* PAGE EXCERPT:

▽

But in my cupboard I’ve got a couple of jars of last summer’s nectar—honey from the Nixon honey farm near Innisfail, Alberta. When I spread it on my breakfast toast, it conjures a picture of blooming fields and hard-working honeybees.
The Nixon honey farm has seven thousand hives scattered over the prairies among fields of canola, alfalfa and other crops. The bees forage in these fields to produce that honey.
Each hive consists of boxes stacked four high, on pallets. Each queen bee lays 3000 eggs per day. She fills up the lower two boxes with eggs. This is where the bees live and care for the developing young. The top two boxes are supposed to be for honey storage but sometimes the queen starts laying eggs in the upper boxes too. If she does, the box is set aside until the bees develop.
When the boxes are filled with honey, they are replaced with empty boxes and brought in to the factory. They are stacked in a “hot” room for several days while the wax softens and becomes easier to work with.

△

* WRITTEN TASKS:
A. List every quantity in the honey farm passage that is given as a specific number, along with what each one counts.
B. Carry on with the honey farm passage, starting after its last sentence.
The lines after this point come from a separate source, unrelated to the honey farm passage.

* RAW RECORDS:
▽

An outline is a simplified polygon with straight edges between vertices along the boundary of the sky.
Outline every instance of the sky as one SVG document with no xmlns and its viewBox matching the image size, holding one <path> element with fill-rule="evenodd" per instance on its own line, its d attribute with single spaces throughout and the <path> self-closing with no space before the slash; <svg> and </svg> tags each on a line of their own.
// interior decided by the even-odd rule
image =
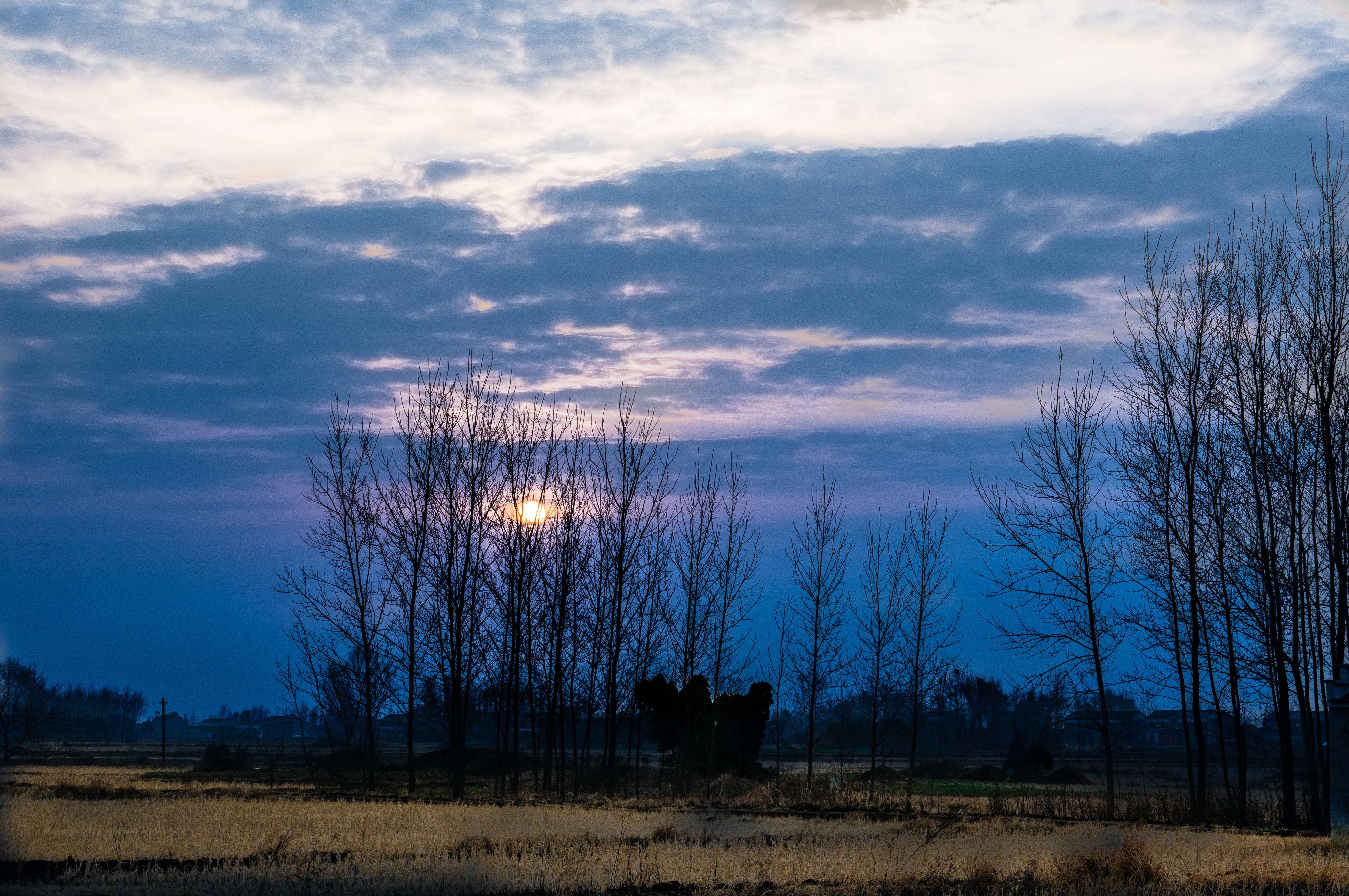
<svg viewBox="0 0 1349 896">
<path fill-rule="evenodd" d="M 418 363 L 733 451 L 762 613 L 809 483 L 924 488 L 971 668 L 973 472 L 1117 362 L 1145 235 L 1282 213 L 1349 3 L 173 0 L 0 9 L 0 653 L 268 703 L 333 395 Z"/>
</svg>

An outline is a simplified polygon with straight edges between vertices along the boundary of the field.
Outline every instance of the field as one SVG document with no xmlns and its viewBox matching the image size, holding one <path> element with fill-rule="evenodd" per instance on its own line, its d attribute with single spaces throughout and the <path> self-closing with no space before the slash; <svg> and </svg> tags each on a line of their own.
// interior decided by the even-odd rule
<svg viewBox="0 0 1349 896">
<path fill-rule="evenodd" d="M 367 799 L 107 766 L 4 779 L 0 892 L 1349 893 L 1326 838 L 989 816 L 978 797 L 896 816 Z"/>
</svg>

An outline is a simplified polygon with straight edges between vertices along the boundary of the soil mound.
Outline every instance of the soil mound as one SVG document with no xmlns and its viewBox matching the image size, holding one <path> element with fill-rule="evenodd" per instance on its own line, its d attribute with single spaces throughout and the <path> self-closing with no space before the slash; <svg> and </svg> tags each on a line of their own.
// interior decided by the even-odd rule
<svg viewBox="0 0 1349 896">
<path fill-rule="evenodd" d="M 913 777 L 951 781 L 965 775 L 965 766 L 955 760 L 929 760 L 913 766 Z"/>
<path fill-rule="evenodd" d="M 1064 765 L 1063 768 L 1056 768 L 1044 776 L 1045 784 L 1094 784 L 1090 777 L 1083 772 L 1072 768 L 1071 765 Z"/>
</svg>

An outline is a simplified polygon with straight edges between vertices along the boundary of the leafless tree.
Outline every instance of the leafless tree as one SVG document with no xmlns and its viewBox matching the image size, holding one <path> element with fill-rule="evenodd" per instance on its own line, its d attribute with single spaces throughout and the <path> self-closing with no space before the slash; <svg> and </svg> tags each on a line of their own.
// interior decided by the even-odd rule
<svg viewBox="0 0 1349 896">
<path fill-rule="evenodd" d="M 379 575 L 378 494 L 374 464 L 378 440 L 368 421 L 351 414 L 335 398 L 328 426 L 317 436 L 321 453 L 309 456 L 310 488 L 305 497 L 320 509 L 321 522 L 305 544 L 322 565 L 283 567 L 277 590 L 294 598 L 291 640 L 316 671 L 343 669 L 355 692 L 366 785 L 374 784 L 376 721 L 384 708 L 383 646 L 389 623 L 389 592 Z"/>
<path fill-rule="evenodd" d="M 12 760 L 23 745 L 59 718 L 47 679 L 36 665 L 8 657 L 0 663 L 0 761 Z"/>
<path fill-rule="evenodd" d="M 710 615 L 718 548 L 716 455 L 703 464 L 693 457 L 693 471 L 674 503 L 673 541 L 677 600 L 670 605 L 673 667 L 680 687 L 704 671 L 708 659 Z"/>
<path fill-rule="evenodd" d="M 1093 367 L 1039 390 L 1040 420 L 1027 425 L 1013 456 L 1024 471 L 1005 482 L 975 478 L 994 536 L 985 576 L 1010 617 L 989 622 L 1004 644 L 1050 661 L 1048 672 L 1089 677 L 1101 717 L 1106 815 L 1114 816 L 1108 676 L 1120 641 L 1110 606 L 1121 578 L 1120 544 L 1099 506 L 1109 483 L 1108 406 Z"/>
<path fill-rule="evenodd" d="M 417 382 L 395 397 L 393 448 L 379 459 L 374 478 L 379 498 L 379 560 L 397 623 L 390 627 L 389 649 L 402 671 L 402 710 L 407 733 L 407 792 L 417 792 L 413 741 L 417 731 L 417 698 L 422 673 L 422 621 L 432 587 L 432 537 L 441 510 L 438 471 L 447 449 L 445 416 L 436 395 L 447 387 L 440 364 L 418 370 Z"/>
<path fill-rule="evenodd" d="M 900 665 L 900 691 L 908 703 L 905 721 L 909 729 L 905 811 L 912 810 L 919 735 L 927 721 L 928 707 L 948 687 L 955 663 L 951 650 L 960 640 L 960 610 L 951 607 L 955 579 L 951 575 L 951 559 L 946 553 L 946 536 L 954 521 L 955 514 L 943 511 L 936 495 L 924 491 L 917 503 L 909 505 L 904 518 L 901 556 L 896 564 L 900 576 L 896 659 Z"/>
<path fill-rule="evenodd" d="M 490 610 L 491 537 L 505 503 L 502 452 L 513 393 L 490 362 L 469 356 L 429 401 L 447 449 L 437 470 L 440 513 L 432 537 L 429 660 L 448 731 L 452 787 L 464 792 L 465 742 L 476 706 Z"/>
<path fill-rule="evenodd" d="M 654 412 L 637 416 L 635 393 L 621 390 L 612 416 L 602 416 L 591 436 L 592 520 L 598 551 L 598 617 L 602 665 L 600 703 L 604 722 L 603 762 L 614 785 L 618 768 L 619 711 L 631 692 L 625 672 L 631 669 L 627 650 L 634 636 L 637 610 L 653 576 L 665 560 L 654 551 L 666 537 L 666 499 L 674 486 L 674 447 L 660 432 Z"/>
<path fill-rule="evenodd" d="M 758 559 L 762 552 L 759 529 L 749 502 L 749 480 L 739 457 L 731 455 L 719 470 L 712 582 L 707 607 L 707 681 L 712 700 L 723 691 L 739 687 L 753 654 L 746 627 L 762 595 Z M 716 756 L 716 727 L 708 738 L 707 765 Z M 711 796 L 712 780 L 707 781 Z"/>
<path fill-rule="evenodd" d="M 847 563 L 853 542 L 835 483 L 811 486 L 803 524 L 792 524 L 786 556 L 797 594 L 791 599 L 791 681 L 805 745 L 805 792 L 815 784 L 815 753 L 828 734 L 827 704 L 843 671 Z"/>
<path fill-rule="evenodd" d="M 893 718 L 888 712 L 894 692 L 894 672 L 900 660 L 900 564 L 902 545 L 892 544 L 890 526 L 877 513 L 876 524 L 866 524 L 866 552 L 859 572 L 861 598 L 853 607 L 858 637 L 854 685 L 862 695 L 867 715 L 867 752 L 871 773 L 866 797 L 876 796 L 876 760 L 882 749 Z"/>
</svg>

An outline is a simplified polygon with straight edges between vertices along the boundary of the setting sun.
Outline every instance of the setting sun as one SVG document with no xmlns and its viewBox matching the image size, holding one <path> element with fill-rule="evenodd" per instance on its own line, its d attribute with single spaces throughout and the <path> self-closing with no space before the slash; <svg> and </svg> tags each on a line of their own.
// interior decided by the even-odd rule
<svg viewBox="0 0 1349 896">
<path fill-rule="evenodd" d="M 537 501 L 526 501 L 519 506 L 521 522 L 544 522 L 548 520 L 548 506 Z"/>
</svg>

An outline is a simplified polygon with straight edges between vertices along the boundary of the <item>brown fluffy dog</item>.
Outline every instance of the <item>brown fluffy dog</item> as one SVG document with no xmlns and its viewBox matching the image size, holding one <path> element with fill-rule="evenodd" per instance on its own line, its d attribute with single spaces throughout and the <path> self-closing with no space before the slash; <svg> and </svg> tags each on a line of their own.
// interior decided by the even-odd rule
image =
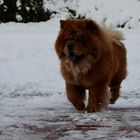
<svg viewBox="0 0 140 140">
<path fill-rule="evenodd" d="M 100 111 L 119 97 L 126 77 L 126 49 L 123 35 L 92 20 L 61 20 L 55 43 L 61 60 L 69 101 L 78 110 Z M 89 91 L 85 106 L 85 90 Z"/>
</svg>

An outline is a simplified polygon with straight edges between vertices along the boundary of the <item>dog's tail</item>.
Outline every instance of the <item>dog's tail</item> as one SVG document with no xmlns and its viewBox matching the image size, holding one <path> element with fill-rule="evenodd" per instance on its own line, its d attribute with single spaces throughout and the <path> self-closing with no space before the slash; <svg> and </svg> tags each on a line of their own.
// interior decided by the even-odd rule
<svg viewBox="0 0 140 140">
<path fill-rule="evenodd" d="M 120 45 L 122 40 L 125 40 L 124 35 L 121 31 L 115 30 L 113 27 L 107 27 L 105 24 L 101 25 L 101 28 L 104 31 L 105 36 L 111 39 L 112 42 Z"/>
</svg>

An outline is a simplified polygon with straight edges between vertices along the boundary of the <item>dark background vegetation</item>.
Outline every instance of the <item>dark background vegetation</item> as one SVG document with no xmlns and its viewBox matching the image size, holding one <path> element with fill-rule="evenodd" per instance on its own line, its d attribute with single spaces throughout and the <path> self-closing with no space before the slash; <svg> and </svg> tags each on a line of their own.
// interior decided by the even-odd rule
<svg viewBox="0 0 140 140">
<path fill-rule="evenodd" d="M 45 10 L 43 0 L 3 0 L 0 3 L 0 22 L 47 21 L 53 12 Z"/>
</svg>

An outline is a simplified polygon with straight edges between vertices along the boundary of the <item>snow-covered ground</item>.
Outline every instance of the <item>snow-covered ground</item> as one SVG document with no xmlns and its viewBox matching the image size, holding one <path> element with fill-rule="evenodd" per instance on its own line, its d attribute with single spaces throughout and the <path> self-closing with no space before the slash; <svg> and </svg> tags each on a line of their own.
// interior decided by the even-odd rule
<svg viewBox="0 0 140 140">
<path fill-rule="evenodd" d="M 125 21 L 128 15 L 134 19 L 128 22 L 131 29 L 120 29 L 128 77 L 116 104 L 100 113 L 78 112 L 66 99 L 54 50 L 58 17 L 38 24 L 0 24 L 0 140 L 140 139 L 140 2 L 112 1 L 93 2 L 102 7 L 100 15 L 109 17 L 107 24 L 117 25 L 119 17 Z M 90 3 L 79 4 L 79 10 L 87 4 L 85 13 L 90 9 L 92 16 Z"/>
</svg>

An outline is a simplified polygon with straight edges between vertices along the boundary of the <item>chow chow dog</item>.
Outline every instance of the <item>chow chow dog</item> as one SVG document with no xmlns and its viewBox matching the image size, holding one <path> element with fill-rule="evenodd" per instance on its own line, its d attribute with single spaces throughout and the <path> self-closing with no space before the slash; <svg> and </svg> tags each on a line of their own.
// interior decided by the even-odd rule
<svg viewBox="0 0 140 140">
<path fill-rule="evenodd" d="M 115 103 L 127 74 L 122 33 L 90 19 L 61 20 L 60 26 L 55 50 L 68 100 L 77 110 L 87 112 Z"/>
</svg>

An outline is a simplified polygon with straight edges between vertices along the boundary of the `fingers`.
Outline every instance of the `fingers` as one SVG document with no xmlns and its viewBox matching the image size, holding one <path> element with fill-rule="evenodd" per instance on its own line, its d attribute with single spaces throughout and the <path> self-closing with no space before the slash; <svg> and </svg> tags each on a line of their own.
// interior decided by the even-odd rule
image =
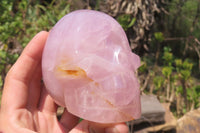
<svg viewBox="0 0 200 133">
<path fill-rule="evenodd" d="M 41 61 L 48 32 L 38 33 L 27 45 L 5 80 L 2 110 L 26 107 L 31 78 Z"/>
<path fill-rule="evenodd" d="M 41 70 L 41 63 L 39 63 L 28 89 L 29 95 L 28 95 L 27 109 L 29 109 L 30 111 L 35 110 L 38 107 L 41 88 L 43 88 L 41 80 L 42 80 L 42 70 Z"/>
<path fill-rule="evenodd" d="M 70 131 L 73 127 L 75 127 L 78 124 L 78 122 L 79 118 L 72 115 L 65 109 L 60 119 L 60 123 L 63 125 L 63 127 L 65 127 L 65 129 Z"/>
<path fill-rule="evenodd" d="M 120 124 L 99 124 L 83 120 L 69 133 L 128 133 L 128 126 Z"/>
</svg>

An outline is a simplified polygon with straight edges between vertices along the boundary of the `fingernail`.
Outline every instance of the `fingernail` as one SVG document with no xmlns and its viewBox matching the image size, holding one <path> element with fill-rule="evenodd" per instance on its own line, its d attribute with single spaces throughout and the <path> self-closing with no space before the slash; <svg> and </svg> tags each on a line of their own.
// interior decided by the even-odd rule
<svg viewBox="0 0 200 133">
<path fill-rule="evenodd" d="M 105 133 L 120 133 L 116 127 L 110 127 L 105 129 Z"/>
</svg>

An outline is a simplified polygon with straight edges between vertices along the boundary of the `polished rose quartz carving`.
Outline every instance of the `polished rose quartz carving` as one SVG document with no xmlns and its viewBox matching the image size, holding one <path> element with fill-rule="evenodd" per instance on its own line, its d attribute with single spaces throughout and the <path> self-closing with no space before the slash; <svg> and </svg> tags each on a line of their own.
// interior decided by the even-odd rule
<svg viewBox="0 0 200 133">
<path fill-rule="evenodd" d="M 56 103 L 99 123 L 140 117 L 139 65 L 117 21 L 92 10 L 64 16 L 50 31 L 42 58 L 44 83 Z"/>
</svg>

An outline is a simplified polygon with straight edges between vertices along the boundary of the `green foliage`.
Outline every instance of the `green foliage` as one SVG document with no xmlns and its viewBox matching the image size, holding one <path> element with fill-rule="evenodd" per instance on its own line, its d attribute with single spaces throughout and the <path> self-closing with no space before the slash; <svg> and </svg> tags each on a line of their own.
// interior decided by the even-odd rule
<svg viewBox="0 0 200 133">
<path fill-rule="evenodd" d="M 172 74 L 172 69 L 173 67 L 170 67 L 170 66 L 163 67 L 162 74 L 165 76 L 165 78 L 170 78 Z"/>
<path fill-rule="evenodd" d="M 141 66 L 138 68 L 138 72 L 140 72 L 140 73 L 144 73 L 144 72 L 146 72 L 147 71 L 147 64 L 146 64 L 146 62 L 141 62 Z"/>
<path fill-rule="evenodd" d="M 11 43 L 25 47 L 30 39 L 42 30 L 51 27 L 65 14 L 70 12 L 70 4 L 65 0 L 52 0 L 51 3 L 40 3 L 27 0 L 0 1 L 0 84 L 20 53 L 10 52 Z M 2 86 L 2 85 L 1 85 Z M 1 87 L 0 86 L 0 87 Z"/>
<path fill-rule="evenodd" d="M 155 89 L 158 90 L 163 87 L 164 78 L 162 76 L 155 76 L 153 79 L 153 83 L 155 85 Z"/>
<path fill-rule="evenodd" d="M 173 62 L 173 55 L 171 52 L 171 48 L 164 47 L 164 55 L 162 57 L 164 59 L 165 65 L 171 66 Z"/>
<path fill-rule="evenodd" d="M 132 27 L 136 21 L 136 18 L 132 18 L 130 14 L 123 14 L 117 17 L 117 21 L 120 23 L 122 28 L 126 31 Z"/>
</svg>

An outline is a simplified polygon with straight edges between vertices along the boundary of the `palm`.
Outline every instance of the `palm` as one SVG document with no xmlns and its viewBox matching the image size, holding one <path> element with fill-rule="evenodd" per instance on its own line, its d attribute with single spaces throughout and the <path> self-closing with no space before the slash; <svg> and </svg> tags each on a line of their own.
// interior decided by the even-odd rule
<svg viewBox="0 0 200 133">
<path fill-rule="evenodd" d="M 119 132 L 128 132 L 124 124 L 99 126 L 88 121 L 78 124 L 79 118 L 67 110 L 58 121 L 57 105 L 41 82 L 41 57 L 47 36 L 47 32 L 37 34 L 7 74 L 0 110 L 0 133 L 89 133 L 92 128 L 102 133 L 106 127 L 109 130 L 113 126 L 118 126 Z"/>
</svg>

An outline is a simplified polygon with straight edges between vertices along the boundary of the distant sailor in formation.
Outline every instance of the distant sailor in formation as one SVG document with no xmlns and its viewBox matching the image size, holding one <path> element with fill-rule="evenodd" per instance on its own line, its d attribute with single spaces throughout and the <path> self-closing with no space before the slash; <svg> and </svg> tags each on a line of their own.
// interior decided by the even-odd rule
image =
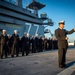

△

* FINAL RESULTS:
A.
- Seven thousand: the hives on the Nixon honey farm
- Four: the boxes stacked in each hive
- 3000: the eggs each queen bee lays per day
- Two: the lower boxes the queen fills with eggs
- Two: the top boxes meant for honey storage

B.
Meanwhile, bees that inadvertently came along inside the hives escape to the steamy windows, trying to find their way outside.
In the extraction room, contract workers (hired from Mexico or the Philippines) bring pallets of boxes from the hot room. They pry the top off each box with a special tool, and scrape beeswax from the edges and tops of the frames that are hanging in the box. Then they lift all the frames at once from each box with a machine that inserts them into a slanted conveyor.
Nixon Honey Farm sells creamed honey, flavored honeys, and concentrated pollen. The beeswax is sold to people who use in in cosmetics, candles, and for other purposes.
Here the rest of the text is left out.